TASK PROMPT
Look through the entries and count each line that includes the string "spoon". Reply with the number alone.

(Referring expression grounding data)
□ □ □ □ □

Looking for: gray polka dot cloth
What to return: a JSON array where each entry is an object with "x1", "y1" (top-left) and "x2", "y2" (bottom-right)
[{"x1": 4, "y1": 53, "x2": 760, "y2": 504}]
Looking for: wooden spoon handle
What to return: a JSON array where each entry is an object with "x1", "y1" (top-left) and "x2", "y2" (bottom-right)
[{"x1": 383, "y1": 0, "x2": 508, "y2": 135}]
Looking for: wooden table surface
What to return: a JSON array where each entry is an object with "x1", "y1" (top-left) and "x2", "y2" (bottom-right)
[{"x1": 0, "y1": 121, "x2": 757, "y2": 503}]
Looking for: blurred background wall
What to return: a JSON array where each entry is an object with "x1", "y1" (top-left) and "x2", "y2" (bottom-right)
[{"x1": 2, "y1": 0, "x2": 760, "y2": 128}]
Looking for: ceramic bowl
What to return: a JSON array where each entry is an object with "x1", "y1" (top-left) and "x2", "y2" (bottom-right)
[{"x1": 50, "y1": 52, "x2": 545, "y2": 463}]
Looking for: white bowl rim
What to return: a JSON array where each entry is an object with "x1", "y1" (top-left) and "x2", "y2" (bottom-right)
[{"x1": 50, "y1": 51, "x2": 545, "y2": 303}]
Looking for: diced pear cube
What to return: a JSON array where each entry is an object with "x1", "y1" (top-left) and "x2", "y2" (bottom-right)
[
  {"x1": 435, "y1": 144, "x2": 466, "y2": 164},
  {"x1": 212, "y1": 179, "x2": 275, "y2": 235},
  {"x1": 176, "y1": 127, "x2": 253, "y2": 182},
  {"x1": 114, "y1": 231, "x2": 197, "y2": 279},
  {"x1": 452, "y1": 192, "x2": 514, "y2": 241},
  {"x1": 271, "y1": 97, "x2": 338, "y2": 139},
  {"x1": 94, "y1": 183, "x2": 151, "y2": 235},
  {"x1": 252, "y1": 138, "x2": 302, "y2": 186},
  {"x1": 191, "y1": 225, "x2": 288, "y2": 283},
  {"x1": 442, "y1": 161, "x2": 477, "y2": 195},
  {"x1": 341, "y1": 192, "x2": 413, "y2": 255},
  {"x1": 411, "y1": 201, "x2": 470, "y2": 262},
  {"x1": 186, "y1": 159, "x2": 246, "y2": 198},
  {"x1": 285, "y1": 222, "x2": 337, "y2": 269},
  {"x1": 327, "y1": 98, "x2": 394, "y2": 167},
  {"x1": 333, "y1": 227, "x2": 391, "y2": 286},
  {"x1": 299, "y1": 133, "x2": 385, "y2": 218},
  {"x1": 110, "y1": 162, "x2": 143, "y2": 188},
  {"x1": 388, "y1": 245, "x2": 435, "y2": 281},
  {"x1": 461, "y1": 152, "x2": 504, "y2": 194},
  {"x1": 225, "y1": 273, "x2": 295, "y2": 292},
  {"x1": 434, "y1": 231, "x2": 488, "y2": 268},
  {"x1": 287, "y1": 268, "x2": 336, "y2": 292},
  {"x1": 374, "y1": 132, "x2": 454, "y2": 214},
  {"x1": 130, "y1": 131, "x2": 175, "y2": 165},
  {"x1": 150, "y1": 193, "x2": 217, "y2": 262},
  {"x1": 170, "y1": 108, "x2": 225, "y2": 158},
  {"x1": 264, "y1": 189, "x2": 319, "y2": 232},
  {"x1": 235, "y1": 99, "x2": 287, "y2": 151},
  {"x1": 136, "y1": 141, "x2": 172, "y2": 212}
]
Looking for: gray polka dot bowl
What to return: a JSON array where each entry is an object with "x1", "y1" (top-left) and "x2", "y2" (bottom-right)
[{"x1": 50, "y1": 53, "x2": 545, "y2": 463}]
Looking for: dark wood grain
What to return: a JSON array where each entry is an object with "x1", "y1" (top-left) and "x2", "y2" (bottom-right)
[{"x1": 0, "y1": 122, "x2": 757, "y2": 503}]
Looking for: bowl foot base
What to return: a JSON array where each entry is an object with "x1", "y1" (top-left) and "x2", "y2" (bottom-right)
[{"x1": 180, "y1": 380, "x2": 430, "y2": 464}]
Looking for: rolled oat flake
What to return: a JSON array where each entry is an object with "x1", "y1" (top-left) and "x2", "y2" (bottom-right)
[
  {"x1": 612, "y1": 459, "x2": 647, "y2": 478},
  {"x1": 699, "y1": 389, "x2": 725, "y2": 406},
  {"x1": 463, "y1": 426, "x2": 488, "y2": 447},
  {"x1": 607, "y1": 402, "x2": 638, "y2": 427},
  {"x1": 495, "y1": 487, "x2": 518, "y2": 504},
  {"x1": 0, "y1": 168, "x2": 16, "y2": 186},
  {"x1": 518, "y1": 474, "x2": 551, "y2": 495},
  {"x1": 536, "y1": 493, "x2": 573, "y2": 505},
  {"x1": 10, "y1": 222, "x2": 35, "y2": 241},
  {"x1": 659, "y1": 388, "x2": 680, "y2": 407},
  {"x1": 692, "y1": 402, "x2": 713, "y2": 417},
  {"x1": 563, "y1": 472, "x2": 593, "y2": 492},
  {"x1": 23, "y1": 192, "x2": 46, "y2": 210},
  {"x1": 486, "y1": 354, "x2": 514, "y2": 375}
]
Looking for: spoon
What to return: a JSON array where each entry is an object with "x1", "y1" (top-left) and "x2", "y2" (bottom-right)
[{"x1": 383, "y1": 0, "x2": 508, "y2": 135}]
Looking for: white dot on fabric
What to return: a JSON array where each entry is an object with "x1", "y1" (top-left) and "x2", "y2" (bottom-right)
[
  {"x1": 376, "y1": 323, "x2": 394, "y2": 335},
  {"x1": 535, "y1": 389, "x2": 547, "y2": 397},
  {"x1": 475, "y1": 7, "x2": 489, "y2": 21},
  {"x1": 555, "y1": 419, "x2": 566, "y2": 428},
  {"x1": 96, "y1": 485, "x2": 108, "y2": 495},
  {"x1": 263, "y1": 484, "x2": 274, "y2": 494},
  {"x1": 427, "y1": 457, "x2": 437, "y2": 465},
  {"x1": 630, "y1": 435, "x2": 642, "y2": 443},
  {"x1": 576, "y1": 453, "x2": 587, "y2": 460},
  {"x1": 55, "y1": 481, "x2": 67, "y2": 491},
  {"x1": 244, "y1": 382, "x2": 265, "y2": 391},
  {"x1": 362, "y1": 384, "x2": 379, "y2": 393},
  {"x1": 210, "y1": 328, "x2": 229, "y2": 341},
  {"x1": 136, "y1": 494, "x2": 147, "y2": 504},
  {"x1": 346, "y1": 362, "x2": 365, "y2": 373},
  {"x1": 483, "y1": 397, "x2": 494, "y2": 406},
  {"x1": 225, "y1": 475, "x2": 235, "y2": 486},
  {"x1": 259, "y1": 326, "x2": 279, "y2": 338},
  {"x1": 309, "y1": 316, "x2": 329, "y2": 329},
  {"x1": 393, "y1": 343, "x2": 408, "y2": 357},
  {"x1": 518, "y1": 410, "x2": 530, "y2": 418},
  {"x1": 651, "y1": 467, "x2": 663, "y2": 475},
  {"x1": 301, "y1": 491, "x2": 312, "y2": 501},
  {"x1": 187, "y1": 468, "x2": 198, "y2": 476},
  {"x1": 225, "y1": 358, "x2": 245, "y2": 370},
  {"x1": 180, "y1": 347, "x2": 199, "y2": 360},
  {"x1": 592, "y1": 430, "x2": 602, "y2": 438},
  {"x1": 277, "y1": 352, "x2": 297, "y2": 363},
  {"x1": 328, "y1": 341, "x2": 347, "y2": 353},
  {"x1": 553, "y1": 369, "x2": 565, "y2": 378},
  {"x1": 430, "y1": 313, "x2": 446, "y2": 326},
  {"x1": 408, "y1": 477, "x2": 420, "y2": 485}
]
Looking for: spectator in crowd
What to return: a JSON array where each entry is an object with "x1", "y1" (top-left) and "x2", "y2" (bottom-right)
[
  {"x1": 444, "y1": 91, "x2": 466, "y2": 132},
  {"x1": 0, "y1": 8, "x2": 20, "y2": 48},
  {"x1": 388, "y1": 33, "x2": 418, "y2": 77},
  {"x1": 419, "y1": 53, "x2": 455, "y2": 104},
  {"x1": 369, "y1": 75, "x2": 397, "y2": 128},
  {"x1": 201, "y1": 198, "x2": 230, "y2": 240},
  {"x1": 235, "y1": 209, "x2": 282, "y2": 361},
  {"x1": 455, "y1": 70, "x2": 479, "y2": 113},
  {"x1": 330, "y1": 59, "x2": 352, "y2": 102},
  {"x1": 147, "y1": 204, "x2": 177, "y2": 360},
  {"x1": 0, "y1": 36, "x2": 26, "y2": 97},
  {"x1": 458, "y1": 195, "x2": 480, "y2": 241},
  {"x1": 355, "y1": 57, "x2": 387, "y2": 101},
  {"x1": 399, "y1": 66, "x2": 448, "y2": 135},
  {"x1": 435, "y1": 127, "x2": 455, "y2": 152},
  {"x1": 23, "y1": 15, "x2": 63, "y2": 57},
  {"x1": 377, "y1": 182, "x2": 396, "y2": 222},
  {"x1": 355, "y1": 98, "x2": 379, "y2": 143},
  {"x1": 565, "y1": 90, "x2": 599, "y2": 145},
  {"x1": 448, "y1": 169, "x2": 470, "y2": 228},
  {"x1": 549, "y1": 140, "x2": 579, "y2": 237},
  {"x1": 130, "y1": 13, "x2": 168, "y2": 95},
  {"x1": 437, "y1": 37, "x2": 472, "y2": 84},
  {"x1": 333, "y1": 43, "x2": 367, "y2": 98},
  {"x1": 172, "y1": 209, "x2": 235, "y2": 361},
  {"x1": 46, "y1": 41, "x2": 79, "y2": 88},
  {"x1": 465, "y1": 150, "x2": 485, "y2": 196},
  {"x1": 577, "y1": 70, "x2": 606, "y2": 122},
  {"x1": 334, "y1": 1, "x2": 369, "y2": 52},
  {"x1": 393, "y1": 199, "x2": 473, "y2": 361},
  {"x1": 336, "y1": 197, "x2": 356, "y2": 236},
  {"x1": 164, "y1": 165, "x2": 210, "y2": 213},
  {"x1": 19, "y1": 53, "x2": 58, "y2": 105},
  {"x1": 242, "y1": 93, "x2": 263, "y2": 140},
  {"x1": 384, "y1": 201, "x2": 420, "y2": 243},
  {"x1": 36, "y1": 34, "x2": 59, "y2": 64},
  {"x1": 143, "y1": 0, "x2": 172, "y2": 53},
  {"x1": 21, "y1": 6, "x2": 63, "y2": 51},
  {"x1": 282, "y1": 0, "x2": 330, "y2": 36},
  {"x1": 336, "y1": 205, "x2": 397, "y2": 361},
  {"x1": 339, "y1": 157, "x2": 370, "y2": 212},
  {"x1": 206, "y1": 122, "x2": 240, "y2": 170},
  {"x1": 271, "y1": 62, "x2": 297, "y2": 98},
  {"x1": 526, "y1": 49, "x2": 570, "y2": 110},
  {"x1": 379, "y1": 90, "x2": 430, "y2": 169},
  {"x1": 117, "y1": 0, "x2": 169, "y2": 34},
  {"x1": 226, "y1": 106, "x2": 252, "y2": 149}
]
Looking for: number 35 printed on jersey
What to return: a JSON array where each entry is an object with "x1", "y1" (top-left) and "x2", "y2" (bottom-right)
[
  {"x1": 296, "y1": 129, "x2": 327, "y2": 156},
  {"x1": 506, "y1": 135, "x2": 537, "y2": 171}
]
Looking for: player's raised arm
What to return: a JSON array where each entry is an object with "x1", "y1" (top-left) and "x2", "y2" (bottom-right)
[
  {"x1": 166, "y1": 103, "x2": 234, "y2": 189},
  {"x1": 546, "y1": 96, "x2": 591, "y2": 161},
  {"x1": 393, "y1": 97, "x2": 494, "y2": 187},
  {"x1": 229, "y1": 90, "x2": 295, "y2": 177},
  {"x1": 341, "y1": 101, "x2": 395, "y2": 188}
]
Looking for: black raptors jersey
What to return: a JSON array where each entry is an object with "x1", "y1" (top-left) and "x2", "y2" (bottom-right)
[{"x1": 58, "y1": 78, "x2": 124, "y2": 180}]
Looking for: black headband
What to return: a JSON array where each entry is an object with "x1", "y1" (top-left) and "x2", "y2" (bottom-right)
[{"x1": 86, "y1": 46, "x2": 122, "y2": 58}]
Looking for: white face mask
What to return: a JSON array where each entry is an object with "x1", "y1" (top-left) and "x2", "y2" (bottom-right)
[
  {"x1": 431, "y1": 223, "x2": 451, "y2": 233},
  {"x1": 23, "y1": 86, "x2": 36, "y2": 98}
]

□ □ □ □ □

EXERCISE ANSWER
2